*** EXTRATO ***

Esta é uma regra que tem vindo a ser criticada por grandes banqueiros, que argumentam que esta “pune os bancos” por deterem até ativos de baixo risco, como os títulos do Tesouro dos EUA. Além disto, dificulta a sua capacidade de negociação no mercado de 29 biliões de dólares de dívida pública e enfraquece a sua capacidade de conceder crédito. O presidente-executivo do grupo de ‘lobby’ Bank Policy Institute, Greg Baer, reforça que “penalizar os bancos por terem ativos de baixo risco, como títulos do Tesouro, prejudica a sua capacidade de sustentar a liquidez do mercado em momentos de stress, quando ela é mais necessária”.

O aligeirar destas regras, relembra o FT, aparece numa altura em que a administração de Donald Trump se encontra a cortar na regulação em vários campos, desde as políticas ambientais e de diversidade aos requisitos de reporte financeiro. Os defensores do corte de capital esperam que os reguladores apresentem propostas de reforma até ao Verão. No entanto, do outro lado da barricada, os críticos reforçam que este é um momento preocupante para cortar os requisitos de capital bancário, tendo em conta a atual volatilidade do mercado e a turbulência política. O investigador do Peterson Institute for International Economics, Nicolas Véron, não considera este o momento certo para baixar os requisitos de capital, tendo em conta o “estado do mundo” e todos os riscos associados.

*** REGISTOS SELECIONADOS ***

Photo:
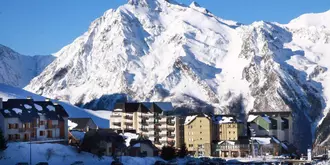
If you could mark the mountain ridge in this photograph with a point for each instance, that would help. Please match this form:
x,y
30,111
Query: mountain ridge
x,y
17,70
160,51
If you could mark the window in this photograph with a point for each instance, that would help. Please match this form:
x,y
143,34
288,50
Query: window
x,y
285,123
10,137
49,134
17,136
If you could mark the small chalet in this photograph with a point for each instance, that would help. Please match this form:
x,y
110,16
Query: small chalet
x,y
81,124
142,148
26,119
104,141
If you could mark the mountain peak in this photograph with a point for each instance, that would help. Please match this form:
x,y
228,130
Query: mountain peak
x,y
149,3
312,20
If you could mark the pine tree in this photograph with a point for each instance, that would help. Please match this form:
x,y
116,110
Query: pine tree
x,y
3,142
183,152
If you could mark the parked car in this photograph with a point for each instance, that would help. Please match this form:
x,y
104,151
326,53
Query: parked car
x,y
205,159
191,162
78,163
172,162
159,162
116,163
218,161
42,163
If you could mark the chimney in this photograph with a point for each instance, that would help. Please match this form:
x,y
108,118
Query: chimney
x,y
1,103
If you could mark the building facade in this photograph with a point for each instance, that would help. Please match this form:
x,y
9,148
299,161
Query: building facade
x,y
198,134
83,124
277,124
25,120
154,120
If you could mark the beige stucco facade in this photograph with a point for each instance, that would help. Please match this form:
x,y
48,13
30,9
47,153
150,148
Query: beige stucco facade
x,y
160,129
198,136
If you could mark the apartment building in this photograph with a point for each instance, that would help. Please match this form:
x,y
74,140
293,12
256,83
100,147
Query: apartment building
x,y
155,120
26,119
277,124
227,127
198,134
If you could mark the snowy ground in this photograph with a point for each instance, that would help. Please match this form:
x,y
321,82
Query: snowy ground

***
*** REGISTOS SELECIONADOS ***

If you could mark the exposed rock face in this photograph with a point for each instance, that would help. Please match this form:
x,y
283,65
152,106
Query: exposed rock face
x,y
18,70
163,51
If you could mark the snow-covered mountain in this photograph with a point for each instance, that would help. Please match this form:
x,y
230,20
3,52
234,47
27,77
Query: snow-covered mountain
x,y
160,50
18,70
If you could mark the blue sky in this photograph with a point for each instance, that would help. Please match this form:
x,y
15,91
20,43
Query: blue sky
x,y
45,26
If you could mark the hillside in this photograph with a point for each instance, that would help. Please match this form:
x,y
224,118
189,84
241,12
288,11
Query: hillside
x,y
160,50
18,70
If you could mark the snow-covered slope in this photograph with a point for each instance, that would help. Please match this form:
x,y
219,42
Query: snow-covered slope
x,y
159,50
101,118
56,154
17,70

***

**LISTA DE TAREFAS:**
**A.** Edite o extrato de "O aligeirar destas" até "os riscos associados.", inclusive, substituindo "reguladores" por "supervisores".
**B.** Segundo o extrato, até quando os defensores do corte de capital esperam que os reguladores apresentem propostas de reforma?

**RESPOSTAS AOS EXERCÍCIOS:**
**A.**
O aligeirar destas regras, relembra o FT, aparece numa altura em que a administração de Donald Trump se encontra a cortar na regulação em vários campos, desde as políticas ambientais e de diversidade aos requisitos de reporte financeiro. Os defensores do corte de capital esperam que os supervisores apresentem propostas de reforma até ao Verão. No entanto, do outro lado da barricada, os críticos reforçam que este é um momento preocupante para cortar os requisitos de capital bancário, tendo em conta a atual volatilidade do mercado e a turbulência política. O investigador do Peterson Institute for International Economics, Nicolas Véron, não considera este o momento certo para baixar os requisitos de capital, tendo em conta o “estado do mundo” e todos os riscos associados.

**B.** Até ao Verão.